Passage provided
LONDON: An investigation has discovered investors in the UK are buying up hotels to transform them into migrant shelters, with some making millions of pounds in profit.
The investigation, launched by the Mail, discovered one firm, Payman Club, run by a man named Na’im Anis Payman, had bought 12 properties for this purpose in under two years, and another, H&H Hotels, was set to make £11 million ($13.48 million) per year in profit from housing migrants.
The companies are thought to have taken advantage of the collapse of the tourism industry in the UK prompted by government lockdowns during the COVID-19 pandemic to pick up large commercial properties on the cheap.
The hotels are then passed on to be used by a company called Serco, responsible for housing migrants in the UK, which receives £150 per migrant per day from the Home Office.
It is thought that this year will see around 50,000 people reach the UK illegally via small boats crossing the English Channel. The country also faces a backlog of around 150,000 unresolved asylum applications.
The vast majority of those 50,000 are currently being housed at 140 hotels across the country, costing the UK taxpayer £6.8 million per day.

Information shown
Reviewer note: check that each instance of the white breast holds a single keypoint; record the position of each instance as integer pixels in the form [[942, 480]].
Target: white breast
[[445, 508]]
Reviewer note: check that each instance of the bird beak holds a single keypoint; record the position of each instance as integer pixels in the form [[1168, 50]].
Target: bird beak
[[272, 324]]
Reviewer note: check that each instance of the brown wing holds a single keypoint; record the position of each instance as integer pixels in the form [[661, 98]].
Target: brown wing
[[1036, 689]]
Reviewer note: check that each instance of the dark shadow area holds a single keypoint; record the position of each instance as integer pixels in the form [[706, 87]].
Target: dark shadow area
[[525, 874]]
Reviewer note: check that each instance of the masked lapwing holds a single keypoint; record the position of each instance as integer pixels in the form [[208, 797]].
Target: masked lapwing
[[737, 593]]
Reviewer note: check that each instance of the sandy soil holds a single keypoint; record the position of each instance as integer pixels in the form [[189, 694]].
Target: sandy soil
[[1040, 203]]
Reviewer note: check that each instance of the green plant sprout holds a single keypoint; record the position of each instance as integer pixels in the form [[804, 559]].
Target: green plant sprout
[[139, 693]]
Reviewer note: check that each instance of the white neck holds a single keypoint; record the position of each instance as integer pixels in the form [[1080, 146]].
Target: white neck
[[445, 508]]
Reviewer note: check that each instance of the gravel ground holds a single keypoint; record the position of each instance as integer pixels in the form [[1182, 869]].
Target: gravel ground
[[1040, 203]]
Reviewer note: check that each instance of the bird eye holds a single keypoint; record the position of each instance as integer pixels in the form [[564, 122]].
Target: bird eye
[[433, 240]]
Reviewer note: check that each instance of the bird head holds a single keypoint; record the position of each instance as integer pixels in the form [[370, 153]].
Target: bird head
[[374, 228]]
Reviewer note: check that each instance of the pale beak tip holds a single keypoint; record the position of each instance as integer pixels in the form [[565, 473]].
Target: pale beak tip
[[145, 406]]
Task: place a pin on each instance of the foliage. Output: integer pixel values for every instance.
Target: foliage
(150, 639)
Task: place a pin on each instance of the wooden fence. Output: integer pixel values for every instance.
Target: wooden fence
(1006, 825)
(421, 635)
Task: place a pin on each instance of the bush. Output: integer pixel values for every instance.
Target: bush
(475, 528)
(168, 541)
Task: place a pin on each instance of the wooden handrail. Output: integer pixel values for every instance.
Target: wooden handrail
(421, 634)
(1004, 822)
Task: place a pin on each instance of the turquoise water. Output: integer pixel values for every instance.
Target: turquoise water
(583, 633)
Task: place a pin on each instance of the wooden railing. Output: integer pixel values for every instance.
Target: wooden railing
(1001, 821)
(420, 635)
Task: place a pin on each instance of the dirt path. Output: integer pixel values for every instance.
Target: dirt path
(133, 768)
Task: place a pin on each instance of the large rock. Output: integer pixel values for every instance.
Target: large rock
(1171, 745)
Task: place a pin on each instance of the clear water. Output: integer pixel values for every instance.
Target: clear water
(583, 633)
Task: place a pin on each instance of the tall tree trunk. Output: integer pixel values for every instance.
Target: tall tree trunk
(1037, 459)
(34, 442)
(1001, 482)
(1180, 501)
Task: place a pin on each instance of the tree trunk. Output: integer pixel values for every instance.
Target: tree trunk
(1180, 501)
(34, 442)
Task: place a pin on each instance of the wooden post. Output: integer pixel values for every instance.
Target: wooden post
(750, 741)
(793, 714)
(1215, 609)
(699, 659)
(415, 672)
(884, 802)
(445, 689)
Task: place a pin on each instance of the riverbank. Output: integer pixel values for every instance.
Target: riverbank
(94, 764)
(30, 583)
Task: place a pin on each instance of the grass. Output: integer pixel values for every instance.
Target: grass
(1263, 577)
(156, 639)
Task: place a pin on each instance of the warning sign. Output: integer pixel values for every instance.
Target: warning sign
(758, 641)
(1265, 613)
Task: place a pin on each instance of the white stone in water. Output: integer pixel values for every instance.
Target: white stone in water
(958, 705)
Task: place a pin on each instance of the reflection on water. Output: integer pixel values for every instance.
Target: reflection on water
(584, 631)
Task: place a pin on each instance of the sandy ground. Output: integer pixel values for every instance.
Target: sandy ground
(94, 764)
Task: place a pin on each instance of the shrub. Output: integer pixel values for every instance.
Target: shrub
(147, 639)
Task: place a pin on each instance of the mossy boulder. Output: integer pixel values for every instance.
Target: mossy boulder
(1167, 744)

Brief A
Answer these questions using the article on UK hotels being turned into migrant shelters:
(i) How many properties did Payman Club buy for this purpose, and over what period?
(ii) How much does Serco receive from the Home Office for each migrant?
(iii) How many hotels house the vast majority of the 50,000 people, and what is the daily cost to the UK taxpayer?
Brief B
Pick up the article on UK hotels being turned into migrant shelters after its final sentence and keep writing it.

Your response A
(i) Payman Club bought 12 properties in under two years.
(ii) Serco receives £150 per migrant per day.
(iii) They are housed at 140 hotels, at a cost of £6.8 million per day.

Your response B
H&H Hotels, which was set up last year and is run by 32-year-old Egyptian Hassan Arif, currently runs or subcontracts out hotels for migrants in Skegness, Wisbech, Brighton, Eastbourne, Blackpool, Great Yarmouth and London, according to the Mail.
Despite being legal, local efforts have been brought to prevent the practice, all of which have failed. The companies have done nothing illegal, but that has not allayed fears that the government is failing to properly house migrants, that the taxpayer is losing out as a result and that local communities are being adversely affected by the practice.
Craig Leyland, leader of East Lindsey District Council, which covers Skegness and which brought legal action to the High Court, told the paper: “The company H&H have been buying up these hotels across the country. It’s opportunistic.
“They have sniffed out that the government is throwing a lot of money at this and for a year or twos’ investment they can make a very good return — they have done their sums.
“The issue is that the Home Office is throwing quite considerable money at this, so it is an attractive business model.
“As leader of the council, I fully understand that the Home Office is under tremendous pressure to solve this. My issue is the processing of asylum seekers is taking too long.”
Payman, 28, is of German Iranian origin and grew up in Albania, with strong business ties to the country where as many as half of all migrants crossing the Channel are thought to originate from, facilitated by Albanian organized criminal gangs, the Mail said.
After 40 migrants moved to one of Payman’s facilities in the town of Kettering in Northamptonshire in November, local MP Philip Hollobone called on Home Office Minister Robert Jenrick to resign.
A Home Office spokesman said: “The asylum accommodation system is under enormous pressure.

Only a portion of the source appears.